* Begin Document *
In 1999, and due to drought, Israel decided to reduce the quantity of water piped to Jordan by 60 percent which led to a sharp response from Jordan. Disputes of this kind are not unexpected in the future; however, the peace agreements have had the benefit of restricting such conflicts to political rather than military solutions. The fact that the joint water commission for Israel and the Palestinian Authority has continued to meet to discuss critical issues even during the current period of hostilities illustrates the progress that has already been made (Green Cross Italy, 2006).
In 2002, the water resources of the Hasbani basin became a source of mounting tension between Lebanon and Israel, when Lebanon announced the construction of a new pumping station at the Wazzani springs. The springs feed the Hasbani River, which rises in the south of Lebanon and crosses the frontier to feed the Jordan and subsequently the Sea of Galilee, which is used as Israel’s main reservoir. The pumping station was completed in October 2002. Its purpose was to provide drinking water and irrigation to some sixty villages on the Lebanese side of the Blue line. October 2002 also marked the high point of tension between Israel and Lebanon, with a real risk of armed conflict over the station. The Israelis complained about the lack of prior consultation whereas the Lebanese contended that the project was consistent with the 1955 Johnston Plan on the water resources of the region. The EU and USA both sent envoys to the region in late 2002 in response to the rising tensions (EU, 2004).
* End Document *
* Begin Supplied data *
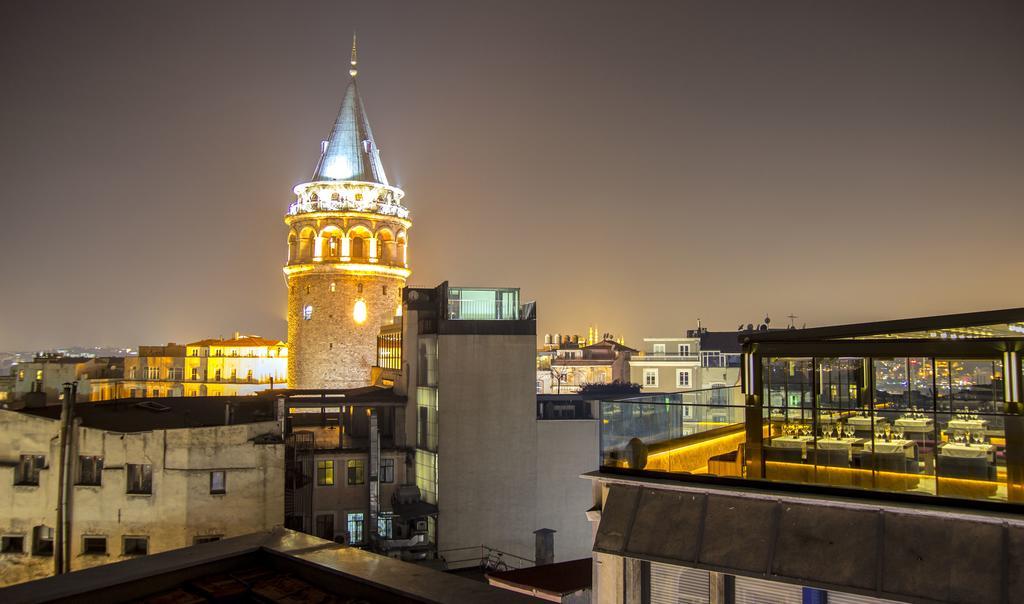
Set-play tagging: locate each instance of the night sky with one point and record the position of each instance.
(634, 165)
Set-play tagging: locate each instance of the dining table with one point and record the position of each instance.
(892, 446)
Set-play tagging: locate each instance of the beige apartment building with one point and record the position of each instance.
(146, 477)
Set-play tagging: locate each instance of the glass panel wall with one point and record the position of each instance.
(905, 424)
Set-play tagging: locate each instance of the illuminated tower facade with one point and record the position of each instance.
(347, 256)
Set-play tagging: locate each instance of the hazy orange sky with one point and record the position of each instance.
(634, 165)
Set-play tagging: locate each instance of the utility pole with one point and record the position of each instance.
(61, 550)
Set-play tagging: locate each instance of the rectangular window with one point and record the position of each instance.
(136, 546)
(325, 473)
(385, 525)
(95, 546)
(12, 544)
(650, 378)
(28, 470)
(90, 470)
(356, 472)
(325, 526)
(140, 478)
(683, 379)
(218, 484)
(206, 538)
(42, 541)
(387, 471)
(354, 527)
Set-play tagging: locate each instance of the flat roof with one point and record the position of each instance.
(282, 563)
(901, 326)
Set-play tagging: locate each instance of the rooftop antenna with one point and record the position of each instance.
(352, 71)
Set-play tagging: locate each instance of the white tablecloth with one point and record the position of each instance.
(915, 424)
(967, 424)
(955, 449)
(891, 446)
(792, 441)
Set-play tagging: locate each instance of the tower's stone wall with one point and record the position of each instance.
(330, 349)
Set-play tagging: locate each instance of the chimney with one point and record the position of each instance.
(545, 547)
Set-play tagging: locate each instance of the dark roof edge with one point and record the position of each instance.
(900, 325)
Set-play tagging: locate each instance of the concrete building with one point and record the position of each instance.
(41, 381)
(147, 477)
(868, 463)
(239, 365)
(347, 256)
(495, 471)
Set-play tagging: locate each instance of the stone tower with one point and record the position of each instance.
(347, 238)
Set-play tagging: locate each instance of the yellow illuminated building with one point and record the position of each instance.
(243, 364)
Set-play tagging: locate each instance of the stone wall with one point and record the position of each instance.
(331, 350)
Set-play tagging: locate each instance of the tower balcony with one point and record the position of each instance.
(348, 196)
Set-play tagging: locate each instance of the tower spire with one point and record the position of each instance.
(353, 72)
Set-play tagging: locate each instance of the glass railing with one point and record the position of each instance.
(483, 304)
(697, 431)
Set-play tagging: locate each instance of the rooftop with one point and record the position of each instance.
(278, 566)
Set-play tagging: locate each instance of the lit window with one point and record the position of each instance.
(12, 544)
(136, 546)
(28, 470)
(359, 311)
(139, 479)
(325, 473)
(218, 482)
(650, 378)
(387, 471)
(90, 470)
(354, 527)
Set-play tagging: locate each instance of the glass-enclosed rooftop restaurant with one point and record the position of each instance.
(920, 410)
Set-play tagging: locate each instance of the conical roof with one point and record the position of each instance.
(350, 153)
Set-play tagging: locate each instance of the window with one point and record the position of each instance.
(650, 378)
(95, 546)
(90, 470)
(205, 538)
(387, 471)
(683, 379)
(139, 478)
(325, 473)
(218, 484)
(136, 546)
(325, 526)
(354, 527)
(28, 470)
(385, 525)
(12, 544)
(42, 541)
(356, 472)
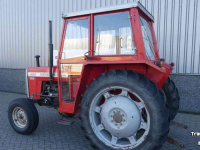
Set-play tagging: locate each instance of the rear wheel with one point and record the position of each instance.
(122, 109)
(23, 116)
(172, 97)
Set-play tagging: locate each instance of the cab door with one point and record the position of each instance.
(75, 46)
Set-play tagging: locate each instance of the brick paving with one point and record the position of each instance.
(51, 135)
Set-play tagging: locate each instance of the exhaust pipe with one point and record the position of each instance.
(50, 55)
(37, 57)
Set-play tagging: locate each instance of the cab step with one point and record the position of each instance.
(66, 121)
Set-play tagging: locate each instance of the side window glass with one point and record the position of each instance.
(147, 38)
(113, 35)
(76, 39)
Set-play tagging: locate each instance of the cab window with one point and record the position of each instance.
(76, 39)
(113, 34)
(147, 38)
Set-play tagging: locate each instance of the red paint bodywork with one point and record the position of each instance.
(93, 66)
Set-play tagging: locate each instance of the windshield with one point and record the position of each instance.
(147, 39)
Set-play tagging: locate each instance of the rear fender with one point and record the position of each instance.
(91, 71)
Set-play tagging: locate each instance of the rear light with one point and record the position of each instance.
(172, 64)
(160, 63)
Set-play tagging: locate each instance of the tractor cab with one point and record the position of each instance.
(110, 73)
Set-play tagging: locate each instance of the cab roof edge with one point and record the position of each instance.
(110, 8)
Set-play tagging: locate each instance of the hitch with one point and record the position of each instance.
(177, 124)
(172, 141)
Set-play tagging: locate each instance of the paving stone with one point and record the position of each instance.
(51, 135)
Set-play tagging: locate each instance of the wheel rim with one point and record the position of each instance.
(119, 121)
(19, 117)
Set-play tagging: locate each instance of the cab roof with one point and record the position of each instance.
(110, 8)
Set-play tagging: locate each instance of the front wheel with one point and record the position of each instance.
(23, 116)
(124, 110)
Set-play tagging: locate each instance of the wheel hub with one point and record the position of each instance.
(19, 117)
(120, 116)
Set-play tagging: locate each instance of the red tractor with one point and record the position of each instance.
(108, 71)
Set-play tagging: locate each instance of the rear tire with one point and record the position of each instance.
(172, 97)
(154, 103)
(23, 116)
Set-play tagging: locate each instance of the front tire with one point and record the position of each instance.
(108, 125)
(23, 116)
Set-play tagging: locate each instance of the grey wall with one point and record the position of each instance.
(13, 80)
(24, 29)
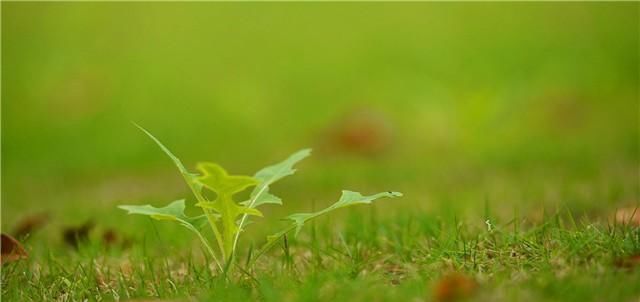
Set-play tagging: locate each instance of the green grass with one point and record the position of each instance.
* End Supplied data *
* Begin Supplied data *
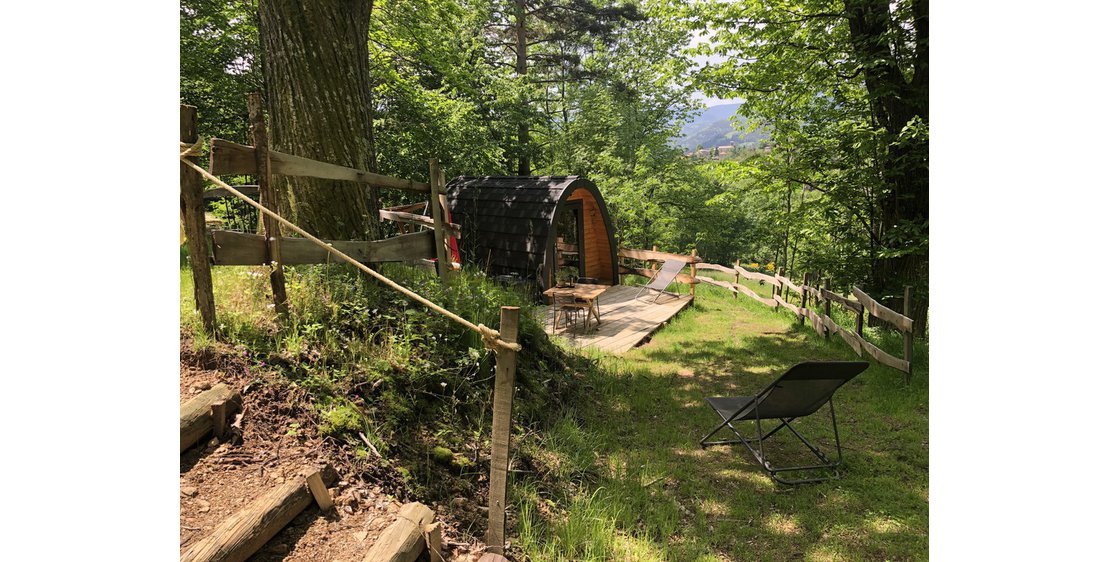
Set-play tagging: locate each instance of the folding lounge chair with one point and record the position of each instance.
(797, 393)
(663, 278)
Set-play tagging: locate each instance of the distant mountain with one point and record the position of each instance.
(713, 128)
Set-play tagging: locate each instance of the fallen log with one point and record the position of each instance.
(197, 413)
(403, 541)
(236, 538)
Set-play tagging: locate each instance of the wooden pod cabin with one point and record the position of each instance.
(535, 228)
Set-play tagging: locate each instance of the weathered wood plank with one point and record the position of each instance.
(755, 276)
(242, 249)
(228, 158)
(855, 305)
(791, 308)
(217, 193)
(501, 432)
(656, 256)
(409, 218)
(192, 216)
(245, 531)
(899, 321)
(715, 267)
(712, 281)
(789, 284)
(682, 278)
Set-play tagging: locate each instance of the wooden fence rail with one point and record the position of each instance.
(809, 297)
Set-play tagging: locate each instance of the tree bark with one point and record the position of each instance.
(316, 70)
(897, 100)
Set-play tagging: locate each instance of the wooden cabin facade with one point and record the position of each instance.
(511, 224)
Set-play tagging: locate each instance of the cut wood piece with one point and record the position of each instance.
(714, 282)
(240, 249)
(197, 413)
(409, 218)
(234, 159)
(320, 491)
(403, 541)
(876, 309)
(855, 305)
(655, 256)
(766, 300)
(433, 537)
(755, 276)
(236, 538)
* End Supplied data *
▶ [Given problem A]
Answer these questions from the water disputes text, one answer per line:
(i) By what percentage did Israel decide in 1999 to cut the water piped to Jordan?
(ii) In what month and year was the Wazzani pumping station completed?
(iii) Which two parties sent envoys to the region in late 2002?
▶ [Given problem B] Using the water disputes text, name each water feature along the route that begins at the Wazzani springs and ends at Israel's main reservoir, in order.
▶ [Given problem C] Summarize the water disputes text in two sentences.

▶ [Final answer A]
(i) 60 percent
(ii) October 2002
(iii) The EU and the USA

▶ [Final answer B] Wazzani springs, Hasbani River, Jordan, Sea of Galilee

▶ [Final answer C] In 1999, Israel's decision to cut water piped to Jordan by 60 percent drew a sharp Jordanian response, though peace agreements have kept such disputes political rather than military. In 2002, a Lebanese pumping station at the Wazzani springs raised tension with Israel to a real risk of armed conflict, and the EU and USA sent envoys in response.